What the exercise asks>
For the records below, give the number of lines where the string "sheep" occurs. Include nothing else.

* * * * *

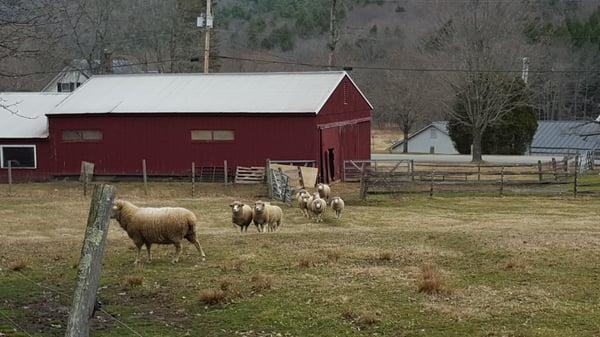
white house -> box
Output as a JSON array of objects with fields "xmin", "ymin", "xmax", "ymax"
[{"xmin": 389, "ymin": 121, "xmax": 458, "ymax": 154}]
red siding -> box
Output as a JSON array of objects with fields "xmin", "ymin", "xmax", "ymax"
[
  {"xmin": 48, "ymin": 114, "xmax": 318, "ymax": 176},
  {"xmin": 0, "ymin": 139, "xmax": 52, "ymax": 182},
  {"xmin": 316, "ymin": 75, "xmax": 372, "ymax": 181}
]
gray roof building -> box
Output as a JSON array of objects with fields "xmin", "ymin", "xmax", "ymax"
[{"xmin": 530, "ymin": 121, "xmax": 600, "ymax": 155}]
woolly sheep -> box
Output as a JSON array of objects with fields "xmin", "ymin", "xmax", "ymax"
[
  {"xmin": 317, "ymin": 183, "xmax": 331, "ymax": 201},
  {"xmin": 253, "ymin": 200, "xmax": 283, "ymax": 232},
  {"xmin": 111, "ymin": 200, "xmax": 206, "ymax": 264},
  {"xmin": 309, "ymin": 196, "xmax": 327, "ymax": 223},
  {"xmin": 298, "ymin": 193, "xmax": 311, "ymax": 218},
  {"xmin": 330, "ymin": 197, "xmax": 345, "ymax": 219},
  {"xmin": 230, "ymin": 201, "xmax": 254, "ymax": 233}
]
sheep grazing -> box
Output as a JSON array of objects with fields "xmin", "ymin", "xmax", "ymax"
[
  {"xmin": 309, "ymin": 196, "xmax": 327, "ymax": 223},
  {"xmin": 253, "ymin": 200, "xmax": 283, "ymax": 232},
  {"xmin": 317, "ymin": 183, "xmax": 331, "ymax": 201},
  {"xmin": 295, "ymin": 189, "xmax": 308, "ymax": 202},
  {"xmin": 230, "ymin": 201, "xmax": 254, "ymax": 233},
  {"xmin": 111, "ymin": 200, "xmax": 206, "ymax": 264},
  {"xmin": 330, "ymin": 197, "xmax": 345, "ymax": 219},
  {"xmin": 298, "ymin": 193, "xmax": 311, "ymax": 218}
]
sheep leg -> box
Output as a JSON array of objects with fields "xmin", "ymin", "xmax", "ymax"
[
  {"xmin": 172, "ymin": 242, "xmax": 182, "ymax": 263},
  {"xmin": 145, "ymin": 243, "xmax": 152, "ymax": 262},
  {"xmin": 189, "ymin": 238, "xmax": 206, "ymax": 261},
  {"xmin": 134, "ymin": 242, "xmax": 143, "ymax": 265}
]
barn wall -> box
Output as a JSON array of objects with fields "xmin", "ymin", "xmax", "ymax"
[
  {"xmin": 316, "ymin": 75, "xmax": 372, "ymax": 181},
  {"xmin": 0, "ymin": 139, "xmax": 52, "ymax": 182},
  {"xmin": 48, "ymin": 114, "xmax": 318, "ymax": 176}
]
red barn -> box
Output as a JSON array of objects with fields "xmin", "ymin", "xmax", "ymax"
[
  {"xmin": 0, "ymin": 92, "xmax": 68, "ymax": 182},
  {"xmin": 5, "ymin": 71, "xmax": 372, "ymax": 182}
]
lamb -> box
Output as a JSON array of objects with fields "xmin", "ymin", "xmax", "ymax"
[
  {"xmin": 317, "ymin": 183, "xmax": 331, "ymax": 201},
  {"xmin": 298, "ymin": 193, "xmax": 311, "ymax": 218},
  {"xmin": 330, "ymin": 197, "xmax": 345, "ymax": 219},
  {"xmin": 111, "ymin": 200, "xmax": 206, "ymax": 264},
  {"xmin": 230, "ymin": 201, "xmax": 254, "ymax": 233},
  {"xmin": 253, "ymin": 200, "xmax": 283, "ymax": 232},
  {"xmin": 309, "ymin": 195, "xmax": 327, "ymax": 223}
]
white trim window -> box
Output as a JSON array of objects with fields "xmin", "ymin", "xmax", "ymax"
[{"xmin": 1, "ymin": 145, "xmax": 37, "ymax": 169}]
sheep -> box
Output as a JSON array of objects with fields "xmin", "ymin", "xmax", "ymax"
[
  {"xmin": 294, "ymin": 188, "xmax": 308, "ymax": 202},
  {"xmin": 298, "ymin": 193, "xmax": 311, "ymax": 218},
  {"xmin": 309, "ymin": 196, "xmax": 327, "ymax": 223},
  {"xmin": 111, "ymin": 200, "xmax": 206, "ymax": 264},
  {"xmin": 230, "ymin": 201, "xmax": 254, "ymax": 233},
  {"xmin": 317, "ymin": 183, "xmax": 331, "ymax": 201},
  {"xmin": 253, "ymin": 200, "xmax": 283, "ymax": 232},
  {"xmin": 330, "ymin": 197, "xmax": 345, "ymax": 219}
]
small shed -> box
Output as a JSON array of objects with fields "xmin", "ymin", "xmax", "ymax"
[
  {"xmin": 0, "ymin": 92, "xmax": 68, "ymax": 181},
  {"xmin": 46, "ymin": 71, "xmax": 372, "ymax": 182},
  {"xmin": 390, "ymin": 121, "xmax": 458, "ymax": 154}
]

* * * * *

Solution for this problem>
4